=== Extracted records ===
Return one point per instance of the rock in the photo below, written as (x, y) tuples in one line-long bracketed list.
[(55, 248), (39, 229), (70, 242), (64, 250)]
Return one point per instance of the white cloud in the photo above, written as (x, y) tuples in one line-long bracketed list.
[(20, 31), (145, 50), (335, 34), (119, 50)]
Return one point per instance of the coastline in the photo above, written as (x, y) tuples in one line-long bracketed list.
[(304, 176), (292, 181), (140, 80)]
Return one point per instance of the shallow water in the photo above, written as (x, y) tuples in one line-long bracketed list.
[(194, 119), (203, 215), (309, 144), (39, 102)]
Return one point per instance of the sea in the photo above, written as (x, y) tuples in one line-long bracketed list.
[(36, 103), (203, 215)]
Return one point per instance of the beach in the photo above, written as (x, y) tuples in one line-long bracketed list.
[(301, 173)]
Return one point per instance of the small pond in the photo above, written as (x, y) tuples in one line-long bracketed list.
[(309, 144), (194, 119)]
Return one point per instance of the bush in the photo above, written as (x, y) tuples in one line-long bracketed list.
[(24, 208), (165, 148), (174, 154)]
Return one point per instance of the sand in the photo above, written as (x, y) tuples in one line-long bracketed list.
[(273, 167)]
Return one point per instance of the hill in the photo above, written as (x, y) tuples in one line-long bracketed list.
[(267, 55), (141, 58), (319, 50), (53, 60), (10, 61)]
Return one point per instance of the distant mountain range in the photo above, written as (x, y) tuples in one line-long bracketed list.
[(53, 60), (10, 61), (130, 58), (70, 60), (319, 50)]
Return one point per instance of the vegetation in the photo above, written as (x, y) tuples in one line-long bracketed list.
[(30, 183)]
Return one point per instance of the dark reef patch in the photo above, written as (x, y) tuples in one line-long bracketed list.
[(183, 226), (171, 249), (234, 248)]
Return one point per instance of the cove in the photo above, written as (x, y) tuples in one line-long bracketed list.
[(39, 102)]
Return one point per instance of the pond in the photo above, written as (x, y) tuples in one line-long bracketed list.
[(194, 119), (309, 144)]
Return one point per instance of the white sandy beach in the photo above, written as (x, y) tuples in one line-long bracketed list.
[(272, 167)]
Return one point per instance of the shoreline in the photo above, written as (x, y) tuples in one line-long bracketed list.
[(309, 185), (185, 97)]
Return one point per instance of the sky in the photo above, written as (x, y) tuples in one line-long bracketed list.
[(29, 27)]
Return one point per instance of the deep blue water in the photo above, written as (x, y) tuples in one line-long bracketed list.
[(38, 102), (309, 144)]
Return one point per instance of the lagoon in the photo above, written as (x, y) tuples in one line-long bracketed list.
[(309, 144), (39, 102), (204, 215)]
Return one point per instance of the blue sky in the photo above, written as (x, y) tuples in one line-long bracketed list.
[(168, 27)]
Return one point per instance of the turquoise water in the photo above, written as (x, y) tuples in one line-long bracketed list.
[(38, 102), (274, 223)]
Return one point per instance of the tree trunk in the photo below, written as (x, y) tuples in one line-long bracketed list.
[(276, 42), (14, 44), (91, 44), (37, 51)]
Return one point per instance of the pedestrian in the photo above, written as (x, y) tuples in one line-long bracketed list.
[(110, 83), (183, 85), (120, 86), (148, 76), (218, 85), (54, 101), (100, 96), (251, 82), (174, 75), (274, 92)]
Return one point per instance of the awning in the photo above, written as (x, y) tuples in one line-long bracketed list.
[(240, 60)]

=== Task objective ===
Shift every coordinate in the answers by adding 148, and write out again the items from the start through the line that holds "[(24, 208), (165, 148), (174, 154)]", inclusive, keeping the rest of each item unchanged.

=== Solution for this exercise ===
Return one point per instance of the rock in the photo below, written as (x, y) tuples in one line-long bracketed list.
[(203, 396), (187, 377), (218, 390), (212, 398)]
Return one point per instance of the white cloud in the photo above, written as (x, y) tuples in one line-long bracketed list.
[(168, 179), (293, 198), (483, 182), (267, 198)]
Return one point per instance of the coastline in the photo above, written as (x, y) tuples in one line-long bracketed list.
[(452, 324), (440, 329), (288, 228)]
Return one point per instance of the shallow water in the photo above, written as (x, y) tuples in one line-long bracketed list.
[(342, 267), (351, 363), (457, 292), (187, 250)]
Return one point per instance of the sea in the photo above, written as (x, y) tuples in one line-long bracketed list.
[(184, 251), (351, 363)]
Return one point per instance of the beach in the photo above, written as (x, y) tuples in one line-long bracketed list.
[(449, 321)]
Return one point per instance of the small pond in the photo above, written as (x, y) tuples in one line-long bracketed list.
[(457, 292), (342, 267)]
Return one point per instance of the bush in the photo above, written as (x, y) tuples in one line-long bracketed list.
[(172, 356), (313, 296), (322, 302)]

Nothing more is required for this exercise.